*WRITTEN TASK:*
Can you transcribe every record below exactly as it appears?

*PROVIDED RECORDS:*
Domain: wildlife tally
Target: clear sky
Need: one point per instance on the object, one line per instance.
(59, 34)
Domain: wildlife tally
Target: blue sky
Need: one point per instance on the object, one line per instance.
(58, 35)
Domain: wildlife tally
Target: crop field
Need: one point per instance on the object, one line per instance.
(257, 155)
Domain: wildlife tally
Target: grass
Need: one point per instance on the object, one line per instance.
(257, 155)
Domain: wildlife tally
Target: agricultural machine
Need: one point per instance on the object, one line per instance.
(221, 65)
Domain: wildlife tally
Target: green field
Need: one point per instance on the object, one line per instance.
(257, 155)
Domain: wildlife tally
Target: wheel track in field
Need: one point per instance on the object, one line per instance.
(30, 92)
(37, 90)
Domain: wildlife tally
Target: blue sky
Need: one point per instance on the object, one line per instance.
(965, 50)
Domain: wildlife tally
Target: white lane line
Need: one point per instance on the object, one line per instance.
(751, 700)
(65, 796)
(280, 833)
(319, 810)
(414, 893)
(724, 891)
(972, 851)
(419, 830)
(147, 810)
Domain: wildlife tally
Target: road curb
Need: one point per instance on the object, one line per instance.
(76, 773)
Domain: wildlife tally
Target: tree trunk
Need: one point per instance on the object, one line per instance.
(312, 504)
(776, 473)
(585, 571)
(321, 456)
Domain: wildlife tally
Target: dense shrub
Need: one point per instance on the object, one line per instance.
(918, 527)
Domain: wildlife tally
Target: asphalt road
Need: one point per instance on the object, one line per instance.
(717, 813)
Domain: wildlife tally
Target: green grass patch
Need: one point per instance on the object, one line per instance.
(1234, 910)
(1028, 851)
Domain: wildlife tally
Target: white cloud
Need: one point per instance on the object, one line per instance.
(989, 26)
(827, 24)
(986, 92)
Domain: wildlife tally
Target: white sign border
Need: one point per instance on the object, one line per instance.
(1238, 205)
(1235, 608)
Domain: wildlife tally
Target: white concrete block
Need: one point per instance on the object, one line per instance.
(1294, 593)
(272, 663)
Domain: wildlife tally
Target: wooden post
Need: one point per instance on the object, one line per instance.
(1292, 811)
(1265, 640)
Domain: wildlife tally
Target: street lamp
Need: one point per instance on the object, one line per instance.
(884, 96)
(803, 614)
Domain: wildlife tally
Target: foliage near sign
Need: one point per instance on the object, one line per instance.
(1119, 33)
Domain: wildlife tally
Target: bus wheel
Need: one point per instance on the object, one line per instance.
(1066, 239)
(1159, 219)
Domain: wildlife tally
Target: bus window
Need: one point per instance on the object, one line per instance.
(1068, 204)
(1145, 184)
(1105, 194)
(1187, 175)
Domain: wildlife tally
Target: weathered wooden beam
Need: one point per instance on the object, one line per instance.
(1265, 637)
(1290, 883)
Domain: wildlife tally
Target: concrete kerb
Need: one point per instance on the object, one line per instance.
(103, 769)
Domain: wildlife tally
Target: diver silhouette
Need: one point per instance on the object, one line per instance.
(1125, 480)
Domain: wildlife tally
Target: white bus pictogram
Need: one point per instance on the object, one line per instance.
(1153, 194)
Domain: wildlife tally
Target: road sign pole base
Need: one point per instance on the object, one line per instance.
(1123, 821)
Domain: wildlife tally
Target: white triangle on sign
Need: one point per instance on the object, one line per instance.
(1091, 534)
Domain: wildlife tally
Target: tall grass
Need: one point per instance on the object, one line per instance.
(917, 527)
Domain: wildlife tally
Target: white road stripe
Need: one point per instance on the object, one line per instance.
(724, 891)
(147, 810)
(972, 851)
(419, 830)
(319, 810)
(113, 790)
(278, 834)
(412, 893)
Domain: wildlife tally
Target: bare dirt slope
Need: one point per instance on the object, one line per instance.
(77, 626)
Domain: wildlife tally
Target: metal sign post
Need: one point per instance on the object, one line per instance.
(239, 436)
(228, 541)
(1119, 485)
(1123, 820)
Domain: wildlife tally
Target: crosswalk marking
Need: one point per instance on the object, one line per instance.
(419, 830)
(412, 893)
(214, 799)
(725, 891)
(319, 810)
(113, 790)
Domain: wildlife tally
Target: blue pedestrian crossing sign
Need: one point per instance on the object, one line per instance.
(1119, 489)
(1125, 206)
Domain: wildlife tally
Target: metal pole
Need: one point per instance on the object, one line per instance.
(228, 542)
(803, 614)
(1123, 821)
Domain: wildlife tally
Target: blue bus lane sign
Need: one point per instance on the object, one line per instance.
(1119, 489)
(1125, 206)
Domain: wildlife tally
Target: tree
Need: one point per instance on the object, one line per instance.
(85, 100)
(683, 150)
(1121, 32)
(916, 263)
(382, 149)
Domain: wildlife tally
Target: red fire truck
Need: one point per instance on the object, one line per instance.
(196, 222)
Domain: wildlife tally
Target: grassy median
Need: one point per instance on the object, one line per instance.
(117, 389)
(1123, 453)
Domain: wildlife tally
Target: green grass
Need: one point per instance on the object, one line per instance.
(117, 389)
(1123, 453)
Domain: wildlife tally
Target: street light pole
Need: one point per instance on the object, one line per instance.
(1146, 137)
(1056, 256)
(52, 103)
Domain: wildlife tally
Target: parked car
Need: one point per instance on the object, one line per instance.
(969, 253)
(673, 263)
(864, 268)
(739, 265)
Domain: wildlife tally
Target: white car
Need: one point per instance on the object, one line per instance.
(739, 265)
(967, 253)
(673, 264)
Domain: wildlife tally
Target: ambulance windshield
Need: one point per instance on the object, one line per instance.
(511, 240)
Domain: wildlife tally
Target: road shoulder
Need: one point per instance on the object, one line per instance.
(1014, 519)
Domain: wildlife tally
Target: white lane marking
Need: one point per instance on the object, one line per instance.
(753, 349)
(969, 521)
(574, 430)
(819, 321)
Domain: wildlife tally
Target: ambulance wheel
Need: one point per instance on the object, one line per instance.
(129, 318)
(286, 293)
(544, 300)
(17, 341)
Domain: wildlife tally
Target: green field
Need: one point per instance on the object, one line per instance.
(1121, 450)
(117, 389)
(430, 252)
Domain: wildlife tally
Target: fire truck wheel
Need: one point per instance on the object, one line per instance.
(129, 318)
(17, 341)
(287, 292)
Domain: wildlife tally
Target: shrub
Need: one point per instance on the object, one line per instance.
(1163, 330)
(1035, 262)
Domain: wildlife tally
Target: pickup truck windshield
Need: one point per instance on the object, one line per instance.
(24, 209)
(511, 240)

*WRITTEN ANSWER:*
Domain: wildlife tally
Target: clear sky
Need: one point per instance on the object, one line per instance.
(59, 34)
Domain: wildlife tally
Target: blue sky
Need: one point per instance on the object, one line per instance.
(58, 35)
Domain: wildlife tally
Target: crop field
Need: one point per instance on the object, one line per instance.
(257, 155)
Domain: wildlife tally
Target: grass
Need: one point per instance on the object, one line per instance.
(257, 155)
Domain: wildlife tally
Target: agricultural machine
Need: one point per instance on the object, one line per instance.
(221, 65)
Domain: wildlife tally
Target: green field
Need: one point per instance on the object, one line per instance.
(257, 155)
Domain: wildlife tally
Target: wheel track in field
Need: one point per instance on the object, one line per instance.
(30, 92)
(37, 90)
Domain: wildlife tally
Target: blue sky
Need: one point per instance on the object, one line per instance.
(965, 50)
Domain: wildlife tally
Target: white lane line
Need: one point per instance on the object, one line per instance.
(751, 700)
(65, 796)
(280, 833)
(319, 810)
(414, 893)
(724, 891)
(972, 851)
(419, 830)
(147, 810)
Domain: wildlife tally
Target: road curb
Need: one point per instance on the object, one line per instance.
(76, 773)
Domain: wildlife tally
Target: tree trunk
Need: one point per instance on the object, one line per instance.
(312, 504)
(776, 473)
(585, 571)
(321, 456)
Domain: wildlife tally
Target: dense shrub
Need: one point per instance on the object, one line per instance.
(918, 527)
Domain: wildlife tally
Target: asphalt road
Need: one point per instance on the object, one line per instance.
(717, 813)
Domain: wildlife tally
Target: green grass patch
Need: one point per instance on the object, one line per instance.
(1234, 910)
(1028, 851)
Domain: wildlife tally
Target: white cloud
Need: one point per instance on the object, one line per instance.
(989, 26)
(827, 24)
(986, 92)
Domain: wildlife tally
Target: white sign border
Need: one point per instance on the object, one line per instance.
(1238, 205)
(1235, 608)
Domain: wildlife tally
Target: white concrete block
Need: one point per instance on the object, one line per instance.
(1294, 593)
(272, 663)
Domain: wildlife tally
Target: wooden post
Need: one point per instance on the object, one line per instance.
(1292, 811)
(1265, 640)
Domain: wildlife tally
Target: street lamp
Need: one point per instance on the object, one line per instance.
(884, 96)
(803, 614)
Domain: wildlife tally
Target: foliage near sign
Need: one point per instance on the object, one line per instance.
(1119, 33)
Domain: wildlife tally
Target: bus wheel
Need: one point per instance on the object, one line per instance.
(1066, 239)
(1159, 219)
Domain: wildlife tally
Target: bus window
Need: one point per instance on the object, one line per instance.
(1068, 204)
(1145, 184)
(1105, 194)
(1187, 175)
Domain: wildlife tally
Target: weathered wooden beam
Need: one point per instance on the object, one line per instance.
(1265, 637)
(1290, 883)
Domain: wildlife tally
Target: concrete kerb
Need: one point per instance on the object, one line per instance.
(103, 769)
Domain: wildlife tally
Target: diver silhouette
Need: one point per instance on the object, one line per instance.
(1125, 480)
Domain: wildlife tally
Target: white bus pictogram
Need: one point per instance on the object, one line per instance.
(1153, 194)
Domain: wildlife tally
Target: road sign pole base
Need: one point per instance on the object, one line per instance.
(1123, 821)
Domain: wildlife tally
Target: white triangle on sign
Need: one point per instance on the object, one line per instance.
(1091, 534)
Domain: wildlife tally
Target: tall grass
Need: one point per instance on the object, one line per instance.
(917, 527)
Domain: wildlife tally
Target: white road stripe
Need: one point per instance on the object, one line per instance.
(724, 891)
(147, 810)
(972, 851)
(419, 830)
(319, 810)
(113, 790)
(278, 834)
(412, 893)
Domain: wildlife tally
Target: bare dirt slope
Need: one point per instance on the object, one line per instance.
(77, 626)
Domain: wildlife tally
Target: metal sign post
Need: one point per instance on the object, one line per instance.
(239, 436)
(228, 541)
(1119, 485)
(1123, 820)
Domain: wildlife tally
Target: crosswalk marking
Need: one point per instance on the object, one line per instance.
(419, 830)
(412, 893)
(214, 799)
(725, 891)
(319, 810)
(113, 790)
Domain: wildlife tally
Target: blue pedestrian crossing sign
Need: one point per instance on the object, one line per instance.
(1119, 489)
(1125, 206)
Domain: wildlife tally
Target: metal pole
Need: one point per instance on the object, one line per instance.
(228, 542)
(803, 614)
(1123, 821)
Domain: wildlife tally
Target: blue bus lane sign
Need: one point per instance on the object, one line per instance.
(1119, 489)
(1125, 206)
Domain: wildlife tally
Target: tree
Need: one point per instance on the object, one line per instance.
(85, 100)
(683, 150)
(1121, 32)
(916, 263)
(382, 149)
Domain: wildlife tally
Target: red fire truck
Need: one point per instance on the object, one line per instance.
(196, 222)
Domain: wildlife tally
Target: grassy median
Need: one point per instance on the object, one line per instance.
(117, 389)
(1123, 453)
Domain: wildlife tally
Target: green grass
Need: one point per instance on the object, one line per instance.
(117, 389)
(1123, 453)
Domain: wildlife tally
Target: street light pole
Need: one point per instance on the object, one line per instance.
(1146, 137)
(1056, 256)
(52, 103)
Domain: wildlife tally
Target: parked car
Need: one point per instance on the object, one line per instance.
(969, 253)
(673, 263)
(864, 268)
(739, 265)
Domain: wildlife tally
Target: white car
Need: one point per instance on the object, one line per instance.
(739, 265)
(967, 253)
(673, 264)
Domain: wildlife tally
Target: ambulance windshield
Need: one point per instance on the object, one line per instance.
(511, 240)
Domain: wildlife tally
Target: road shoulder
Need: one point per instance on the object, one line per instance.
(1014, 519)
Domain: wildlife tally
Target: white lane marking
Need: one point per instance on the object, one line per instance.
(753, 349)
(969, 521)
(574, 430)
(819, 321)
Domain: wildlife tally
Target: ambulance wheel
Need: one point per instance on the object, one line per instance.
(129, 318)
(286, 293)
(544, 300)
(17, 341)
Domain: wildlife tally
Target: green field
Need: one point per instance on the object, one line per instance.
(1121, 450)
(117, 389)
(430, 252)
Domain: wildlife tally
Target: fire truck wheel
Need: one point per instance on the object, one line per instance.
(129, 318)
(17, 341)
(287, 292)
Domain: wildlife tally
Target: shrub
Need: one point per instance on the object, one line per instance.
(1163, 330)
(1035, 262)
Domain: wildlife tally
Target: pickup truck windshield
Need: one point per instance on the object, one line per instance.
(24, 209)
(511, 240)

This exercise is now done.